- **ЗАДАНИЕ**
Ответьте на вопросы по отрывку о поездке в Ташкент:
(a) Какого числа был отъезд?
(b) В какой гостинице остановились в столице Узбекистана?
(c) Какая погода была за окном 23 марта?
:: ОТРЫВОК ИЗ ТЕКСТА
«…Всё было бы хорошо, если бы меня оставило ощущение, что муж в чём-то неуловимо изменился. Что-то между нами было недоговорено.

Наконец, не выдержала и спросила его об этом…

– В нашем доме совершено предательство, – сказал он.

– Кем? – не веря ушам, воскликнула я.

– Мамой…???

Пока мы здесь в Рязани, он не скажет, в чём оно состоит. Потом, пожалуй, когда мы поедем в Ташкент…

Мама и… предательство?

Открытая душа мамы, её искренность и самоотверженность и… предательство?!

Я сжалась. Покой был потерян. Пыталась готовиться к концерту, но ничего, ничего не выходило. Я была рассредоточена, рассеяна…

Как-то всё же дожили до 17 марта – до нашего отъезда. <…>

В три часа дня мы в столице Узбекистана. Гостиница «Ташкент».

Не зря ли он сюда приехал – думает мой муж. Эти сомнения, высказанные мне в первый вечер, не рассеялись у него и на следующий день, когда он уже побывал в онкодиспансере, ходил в белом халате, участвовал в обходе, но всё же чувствовал себя «именитым гостем».

Он лишний раз убедился, что невозможно и нелепо «собирать материал». «Собирать материал» можно только своим горбом и не будучи (хотя бы для окружающих) никаким писателем. Иначе ты безнадежно сторонний наблюдатель, перед которым все притворяются или становятся на цыпочки.

Можно писать только о том, что пережил! – таково крепнущее убеждение Солженицына. <…>

Началось это в горький для меня день 23 марта. За окном лил дождь, то и дело переходящий в ливень.
::::
:: ДАННЫЕ
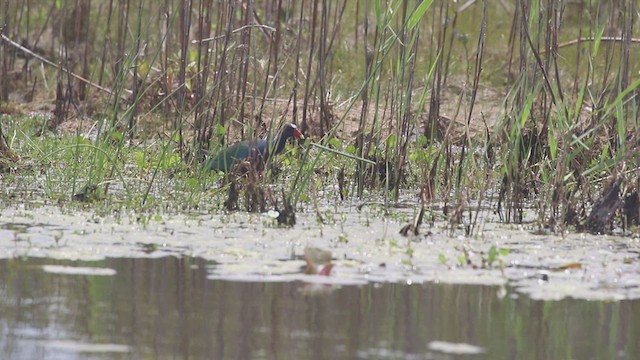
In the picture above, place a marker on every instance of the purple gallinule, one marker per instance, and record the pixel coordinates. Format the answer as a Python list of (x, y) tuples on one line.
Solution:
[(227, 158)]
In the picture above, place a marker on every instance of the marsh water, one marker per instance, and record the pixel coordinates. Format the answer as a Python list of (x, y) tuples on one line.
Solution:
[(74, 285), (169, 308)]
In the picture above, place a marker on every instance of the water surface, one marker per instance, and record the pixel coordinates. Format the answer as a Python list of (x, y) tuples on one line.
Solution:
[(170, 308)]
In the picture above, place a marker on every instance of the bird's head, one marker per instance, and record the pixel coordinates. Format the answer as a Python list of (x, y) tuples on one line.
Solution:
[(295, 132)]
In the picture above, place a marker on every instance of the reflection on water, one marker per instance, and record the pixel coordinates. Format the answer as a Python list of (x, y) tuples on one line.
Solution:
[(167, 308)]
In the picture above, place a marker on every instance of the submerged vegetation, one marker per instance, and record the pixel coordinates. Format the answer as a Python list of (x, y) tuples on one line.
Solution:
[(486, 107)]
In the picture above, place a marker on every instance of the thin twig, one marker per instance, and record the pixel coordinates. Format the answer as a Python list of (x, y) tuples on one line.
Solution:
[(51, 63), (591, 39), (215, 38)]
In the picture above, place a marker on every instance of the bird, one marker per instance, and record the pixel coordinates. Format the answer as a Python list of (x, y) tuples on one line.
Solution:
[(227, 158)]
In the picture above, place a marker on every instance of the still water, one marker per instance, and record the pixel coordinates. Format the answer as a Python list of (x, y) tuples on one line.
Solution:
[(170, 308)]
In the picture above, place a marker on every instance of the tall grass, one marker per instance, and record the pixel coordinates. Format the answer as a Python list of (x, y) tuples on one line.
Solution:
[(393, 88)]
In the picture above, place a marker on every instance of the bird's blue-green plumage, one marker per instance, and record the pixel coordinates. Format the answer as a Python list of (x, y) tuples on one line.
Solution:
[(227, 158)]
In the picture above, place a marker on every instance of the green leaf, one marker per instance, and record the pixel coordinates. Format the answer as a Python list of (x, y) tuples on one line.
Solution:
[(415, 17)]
::::
- **ОТВЕТ**
(a) 17 марта.
(b) В гостинице «Ташкент».
(c) Лил дождь, то и дело переходящий в ливень.